→ **任务目标 1**
照抄线程池一文中从“由于工作需要实现一个线程池,所以这里做一”到“多会导致额外的线程切换开销。”的部分,开头和结尾这两处都算在内。
→ **任务目标 2**
把线程池一文里以“线程池(thread pool)是线程的一种使用模式”开头的那段改写成要点列表,保留主要事实。

→ **引用原文**
§ §
线程池原理与实现
本文深入探讨了线程池的工作原理,详细介绍了如何在C语言中实现一个基本的线程池,包括线程的创建、任务的分配与执行、线程池的初始化与退出过程。同时,提供了完整的代码示例和测试用例,帮助读者理解线程池的内部机制。
由于工作需要实现一个线程池,所以这里做一个小总结并分享给大家,如有问题请大家不吝指教。
- 线程池(thread pool)是线程的一种使用模式。因为,过多的线程调度开销会影响缓存局部性和系统整体性能。所以,通过线程池维护着多个线程,等待着监督管理者分配可并发执行的任务,这就避免了在处理短时间任务时创建与销毁线程的代价。 线程池不仅能够保证内核的充分利用,还能防止过分调度。
- 可用线程数量应该取决于可用的并发处理器、处理器内核、内存、网络sockets等的数量。例如,线程数一般取cpu数量+2比较合适,线程数过多会导致额外的线程切换开销。
完整代码下载地址:线程池代码下载链接
thrpool.c文件。
#include <stdio.h>
#include <stdlib.h>
#include <string.h>
#include <pthread.h>
#include <unistd.h>
#include <assert.h>
#include "thrPool.h"
static void *thread_start(struct thrPool *pool) {
for (;;) {
printf("Wait cond Current thread id: %d\n", (unsigned int)pthread_self());
pthread_mutex_lock(&pool->mutex);
while (pool->jobSize == 0 && !pool->destroyFlag) {
pthread_cond_wait(&pool->cond, &pool->mutex);
//printf("get new job: thread id: %d\n", (unsigned int)pthread_self());
}
if (pool->destroyFlag) {
pthread_mutex_unlock(&pool->mutex);
//printf("thread %d will exit.\n", (unsigned int )pthread_self());
pthread_exit(NULL);
}
// 获取任务并执行
}
// never executed
pthread_exit(NULL);
return NULL;
}
int thrPoolInit(struct thrPool **pool, unsigned int number)
§ §
→ **记录摘录**
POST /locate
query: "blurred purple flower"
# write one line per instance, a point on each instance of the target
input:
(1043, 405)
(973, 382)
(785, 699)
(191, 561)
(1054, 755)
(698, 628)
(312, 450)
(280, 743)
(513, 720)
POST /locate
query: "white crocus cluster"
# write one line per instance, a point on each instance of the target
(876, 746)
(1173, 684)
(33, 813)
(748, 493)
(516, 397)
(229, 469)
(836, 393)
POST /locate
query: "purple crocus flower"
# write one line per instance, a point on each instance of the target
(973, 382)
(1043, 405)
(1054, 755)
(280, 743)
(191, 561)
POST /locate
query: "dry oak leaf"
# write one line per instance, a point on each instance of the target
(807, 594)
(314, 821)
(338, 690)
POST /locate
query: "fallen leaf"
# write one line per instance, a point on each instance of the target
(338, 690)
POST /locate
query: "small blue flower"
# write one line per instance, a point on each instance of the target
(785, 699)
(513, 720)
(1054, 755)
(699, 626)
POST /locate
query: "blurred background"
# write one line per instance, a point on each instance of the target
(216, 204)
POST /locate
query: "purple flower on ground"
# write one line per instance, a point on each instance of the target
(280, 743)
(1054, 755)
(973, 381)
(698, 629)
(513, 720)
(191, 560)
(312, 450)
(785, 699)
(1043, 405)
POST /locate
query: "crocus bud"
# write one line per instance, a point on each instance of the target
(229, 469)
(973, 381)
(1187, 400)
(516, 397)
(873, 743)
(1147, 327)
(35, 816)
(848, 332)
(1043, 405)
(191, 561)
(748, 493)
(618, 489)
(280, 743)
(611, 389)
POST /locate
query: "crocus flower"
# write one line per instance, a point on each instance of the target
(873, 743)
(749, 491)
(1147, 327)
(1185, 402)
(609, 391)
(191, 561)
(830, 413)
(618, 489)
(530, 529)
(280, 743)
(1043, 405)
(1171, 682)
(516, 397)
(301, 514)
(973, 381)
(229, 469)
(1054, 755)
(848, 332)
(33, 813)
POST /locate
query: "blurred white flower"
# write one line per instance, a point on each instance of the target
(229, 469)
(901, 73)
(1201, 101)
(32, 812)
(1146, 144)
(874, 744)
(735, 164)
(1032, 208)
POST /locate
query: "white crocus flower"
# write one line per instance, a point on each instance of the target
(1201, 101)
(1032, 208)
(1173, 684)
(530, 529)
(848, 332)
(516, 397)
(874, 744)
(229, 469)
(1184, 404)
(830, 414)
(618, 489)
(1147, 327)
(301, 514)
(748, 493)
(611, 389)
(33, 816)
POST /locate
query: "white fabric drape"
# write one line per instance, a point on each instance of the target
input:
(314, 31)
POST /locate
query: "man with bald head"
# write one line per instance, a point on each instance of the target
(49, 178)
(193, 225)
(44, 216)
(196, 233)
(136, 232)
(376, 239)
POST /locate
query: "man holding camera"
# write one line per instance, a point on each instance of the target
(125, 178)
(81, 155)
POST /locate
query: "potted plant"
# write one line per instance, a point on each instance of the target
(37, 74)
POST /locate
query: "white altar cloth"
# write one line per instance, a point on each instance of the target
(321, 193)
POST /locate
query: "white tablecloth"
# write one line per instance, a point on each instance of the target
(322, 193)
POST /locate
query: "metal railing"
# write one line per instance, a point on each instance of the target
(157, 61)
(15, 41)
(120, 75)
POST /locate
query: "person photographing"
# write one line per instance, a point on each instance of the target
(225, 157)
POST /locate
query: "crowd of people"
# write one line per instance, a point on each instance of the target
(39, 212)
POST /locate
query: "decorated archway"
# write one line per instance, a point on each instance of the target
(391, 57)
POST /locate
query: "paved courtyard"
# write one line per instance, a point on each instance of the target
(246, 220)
§ §
→ **回答内容 1**
由于工作需要实现一个线程池,所以这里做一个小总结并分享给大家,如有问题请大家不吝指教。
- 线程池(thread pool)是线程的一种使用模式。因为,过多的线程调度开销会影响缓存局部性和系统整体性能。所以,通过线程池维护着多个线程,等待着监督管理者分配可并发执行的任务,这就避免了在处理短时间任务时创建与销毁线程的代价。 线程池不仅能够保证内核的充分利用,还能防止过分调度。
- 可用线程数量应该取决于可用的并发处理器、处理器内核、内存、网络sockets等的数量。例如,线程数一般取cpu数量+2比较合适,线程数过多会导致额外的线程切换开销。

→ **回答内容 2**
- 线程池是线程的一种使用模式。
- 线程调度开销过多,会影响缓存局部性和系统整体性能。
- 线程池维护着多个线程,等待监督管理者分配可并发执行的任务。
- 这样在处理短时间任务时,就免去了创建和销毁线程的代价。
- 线程池既能保证内核的充分利用,又能防止过分调度。